Les actes visés sous la seconde finalité (pratiques contraires aux intérêts financiers, économiques et commerciaux de l’entreprise) peuvent, par exemple, prendre la forme de publicité dénigrante au sens de l’article 23, 6° de la loi du 14 juillet 1991 sur les pratiques du commerce et sur l’information et la protection du consommateur, de divulgation de fichiers ainsi que de la violation des secrets d’affaires y compris la recherche et le développement, les processus de fabrication et toutes données confidentielles.
Proportionnalité – Même s’il poursuit l’une des finalités décrites et qu’il est légitime, le contrôle envisagé doit être aussi restreint que possible. Le moyen de contrôle reste admissible tant que des moyens moins nuisibles ne peuvent pas être mis en œuvre pour atteindre les finalités. En l’espèce, il s’agit de ne collecter en vue du contrôle que les données de communication en réseau qui sont nécessaires au contrôle. Seules les données ayant un caractère adéquat, pertinent et non excessif par rapport à la finalité poursuivie pourront être traitées. L’ingérence dans la vie privée du travailleur doit être réduite au minimum.
Transparence – L’employeur qui souhaite mettre en place un système de contrôle des données de communication électronique en réseau doit en informer les travailleurs. Le support de cette information est laissé au choix de l’employeur étant entendu que l’information doit être effective, compréhensible et mise à jour. Cette information doit s’effectuer à un double niveau : au plan individuel (chaque travailleur pris individuellement) et au plan collectif (au niveau des organes collectifs de l’entreprise).
Qu’elle soit collective ou individuelle, l’information doit porter au moins sur les éléments suivants : la politique de contrôle ainsi que les prérogatives de l’employeur et du personnel de surveillance ; la ou les finalités poursuivies ; le fait que des données personnelles soient ou non conservées, le lieu et la durée de conservation ; le caractère permanent ou non du contrôle.

- Données
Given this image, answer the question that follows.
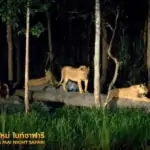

- À faire
1: Selon le texte source sur le contrôle des communications électroniques des travailleurs, à quels deux niveaux l'employeur doit-il effectuer l'information ?
2: Rédigez la suite du texte source sur le contrôle des communications électroniques des travailleurs, en reprenant après sa dernière phrase.

- Réponses
1: Au plan individuel, c'est-à-dire auprès de chaque travailleur pris individuellement, et au plan collectif, au niveau des organes collectifs de l'entreprise.

2:
L’information individuelle est cependant plus large. Outre les éléments à fournir lors de l’information collective, l’information individuelle doit également porter sur l’utilisation de l’outil mis à la disposition des travailleurs pour l’exécution de leur travail, en ce compris les limites à l’utilisation fonctionnelle; les droits, devoirs, obligations des travailleurs et les interdictions éventuelles prévues dans l’utilisation des moyens de communication électronique en réseau de l’entreprise; les sanctions prévues au règlement de travail en cas de manquement.
Dans la pratique, cet objectif sera bien souvent atteint par la rédaction d’un règlement d’utilisation des ressources informatiques de la société qui établira avec précision les conditions et modalités du contrôle envisagé.
L’individualisation des données
Dans le respect des principes de finalité, proportionnalité et transparence, une procédure d’individualisation des données peut être réalisée pour autant qu’une anomalie ait été préalablement constatée dans le cadre d’un contrôle de type global.
Cette procédure d’individualisation consiste pour l’employeur à analyser les données globales en sa possession de manière à retracer l’identité de l’auteur de l’anomalie. En pratique, les éventuelles anomalies peuvent être constatées par la consultation périodique des données de communication électronique en réseau collectées dans l’entreprise (par exemple, statistiques de durée globale de connexion à internet, sites les plus visités…). L’employeur analysera et décortiquera les données en sa possession, et ne pourra pousser plus avant le contrôle qu’à la seule et unique condition qu’une anomalie soit détectée.
Selon les cas, l’individualisation des données aura lieu de manière directe ou indirecte.
Individualisation directe – La procédure d’individualisation pourra être directe lorsque l’anomalie constatée relève de la poursuite des trois premières finalités décrites à l’article 5 de la convention. Dans ce cadre, l’employeur peut retracer directement l’identité du ou des responsables de l’anomalie, sans qu’il soit requis de sa part qu’il passe par une phase préalable d’avertissement.
Une fois l’individualisation réalisée, la suite à y réserver est laissée à l’appréciation de l’employeur : auditionner le travailleur, appliquer une sanction disciplinaire immédiate si elle prévue au sein du règlement de travail ou encore licencier le travailleur concerné (éventuellement pour motif grave si les conditions sont remplies).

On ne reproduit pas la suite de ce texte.